- [The request]:
Answer these questions from the article on postfix notation, one answer per line.
1. What two other names does the article give for postfix notation?
2. How does the article write the expression (2 + 3) - 7 / 9 in postfix notation?
3. What do postfix expressions not need in order to define the order of operations?

[start of Document text]

The standard notation used to represent mathematical expressions is called infix notation. You should be very familiar with it already because it is almost exclusively used in books and thought in schools. Just to be clear, the typical example of infix expression is:

(2 + 3) - 7 / 9

However, there exists two other yet significantly less popular notations called prefix and postfix. In this article we will concentrate on the later and describe what it is and how to evaluate it using computer.

### Postfix notation

Postfix notation (also known as Reverse Polish Notation or RPN in short) is a mathematical notation in which operators follow all of its operands. It is different from infix notation in which operators are placed between its operands. The previously mentioned infix expression can be represented using postfix notation like this:

2 3 + 7 9 / -

To evaluate this expression we take two first numbers 2 and 3, add them and remember the result; then we take the next two numbers 7 and 9, divide them and remember the result. At last we take the two remembered values and we subtract them to obtain the final result.

While postfix notation may seem less natural and straightforward, it has several advantages which made it popular in computing. The main reason is that postfix expressions are generally easier to calculate on computers than the equivalent infix expressions and do not require any brackets to define the order of operations (assuming that every operator has fixed number of operands). Additionally, the ease of processing results in significantly simpler and more efficient algorithms. This made postfix notation very popular in representing intermediate results of computations.

[end of Document text]
[start of Data rows]

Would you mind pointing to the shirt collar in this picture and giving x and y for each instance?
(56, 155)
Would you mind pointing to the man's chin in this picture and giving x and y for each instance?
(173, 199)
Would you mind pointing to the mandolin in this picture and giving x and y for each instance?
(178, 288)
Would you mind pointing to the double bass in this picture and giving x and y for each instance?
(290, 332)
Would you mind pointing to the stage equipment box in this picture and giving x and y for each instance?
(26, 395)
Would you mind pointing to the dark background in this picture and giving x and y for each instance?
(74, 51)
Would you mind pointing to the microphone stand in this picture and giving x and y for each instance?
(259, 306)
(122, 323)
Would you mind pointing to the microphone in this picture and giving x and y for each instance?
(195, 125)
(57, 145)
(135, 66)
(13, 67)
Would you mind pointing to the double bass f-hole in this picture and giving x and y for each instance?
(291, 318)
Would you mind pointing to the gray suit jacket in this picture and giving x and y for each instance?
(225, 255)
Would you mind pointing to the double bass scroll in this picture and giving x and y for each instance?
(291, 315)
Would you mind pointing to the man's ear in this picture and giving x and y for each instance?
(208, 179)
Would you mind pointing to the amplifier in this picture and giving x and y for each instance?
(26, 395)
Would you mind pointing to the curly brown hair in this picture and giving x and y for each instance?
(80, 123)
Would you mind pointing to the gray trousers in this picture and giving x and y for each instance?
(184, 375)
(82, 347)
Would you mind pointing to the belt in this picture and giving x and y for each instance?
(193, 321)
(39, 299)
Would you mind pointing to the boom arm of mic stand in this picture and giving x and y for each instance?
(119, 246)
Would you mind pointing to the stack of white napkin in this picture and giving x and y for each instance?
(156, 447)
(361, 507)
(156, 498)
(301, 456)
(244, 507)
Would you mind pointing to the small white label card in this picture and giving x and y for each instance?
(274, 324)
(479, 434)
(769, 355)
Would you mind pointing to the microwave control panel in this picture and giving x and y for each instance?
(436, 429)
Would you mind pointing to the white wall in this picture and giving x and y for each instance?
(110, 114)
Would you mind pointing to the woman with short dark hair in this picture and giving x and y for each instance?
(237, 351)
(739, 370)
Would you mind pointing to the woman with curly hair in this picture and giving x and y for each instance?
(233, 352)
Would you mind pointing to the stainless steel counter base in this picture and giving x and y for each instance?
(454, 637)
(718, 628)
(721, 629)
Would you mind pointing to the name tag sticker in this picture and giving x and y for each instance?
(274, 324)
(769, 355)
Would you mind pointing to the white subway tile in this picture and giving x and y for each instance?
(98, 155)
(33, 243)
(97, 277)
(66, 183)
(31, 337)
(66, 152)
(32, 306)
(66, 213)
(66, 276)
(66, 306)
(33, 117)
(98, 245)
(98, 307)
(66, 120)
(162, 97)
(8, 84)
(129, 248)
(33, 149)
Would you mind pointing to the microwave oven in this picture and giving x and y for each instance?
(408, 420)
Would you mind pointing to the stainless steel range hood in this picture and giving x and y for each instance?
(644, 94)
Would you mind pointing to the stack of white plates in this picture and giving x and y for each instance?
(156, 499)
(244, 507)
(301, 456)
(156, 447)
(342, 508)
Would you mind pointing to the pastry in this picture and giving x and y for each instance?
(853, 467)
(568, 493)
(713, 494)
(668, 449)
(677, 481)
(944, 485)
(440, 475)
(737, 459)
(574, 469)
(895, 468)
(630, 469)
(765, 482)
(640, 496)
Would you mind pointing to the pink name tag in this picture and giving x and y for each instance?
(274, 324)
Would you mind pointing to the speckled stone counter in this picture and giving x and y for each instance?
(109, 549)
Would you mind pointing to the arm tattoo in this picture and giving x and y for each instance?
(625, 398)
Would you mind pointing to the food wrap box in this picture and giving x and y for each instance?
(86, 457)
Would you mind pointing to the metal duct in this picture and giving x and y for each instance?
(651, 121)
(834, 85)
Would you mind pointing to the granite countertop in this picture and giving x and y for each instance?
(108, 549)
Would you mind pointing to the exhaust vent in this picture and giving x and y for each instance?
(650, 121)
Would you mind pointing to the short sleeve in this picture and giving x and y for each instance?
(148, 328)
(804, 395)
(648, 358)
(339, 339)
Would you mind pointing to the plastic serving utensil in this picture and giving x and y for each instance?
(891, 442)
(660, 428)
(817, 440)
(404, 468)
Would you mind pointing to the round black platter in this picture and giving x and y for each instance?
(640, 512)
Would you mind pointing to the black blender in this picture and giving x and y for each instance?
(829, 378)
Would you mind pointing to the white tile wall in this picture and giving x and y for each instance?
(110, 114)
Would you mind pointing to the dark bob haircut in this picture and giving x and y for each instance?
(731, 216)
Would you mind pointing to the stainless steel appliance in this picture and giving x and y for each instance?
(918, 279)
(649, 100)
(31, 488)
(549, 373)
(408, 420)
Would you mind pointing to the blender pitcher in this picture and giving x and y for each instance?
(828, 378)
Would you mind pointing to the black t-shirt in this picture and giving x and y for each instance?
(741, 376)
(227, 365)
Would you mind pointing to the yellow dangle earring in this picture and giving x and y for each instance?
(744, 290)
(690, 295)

[end of Data rows]

- [The reply]:
1. Reverse Polish Notation, or RPN.
2. 2 3 + 7 9 / -
3. Brackets.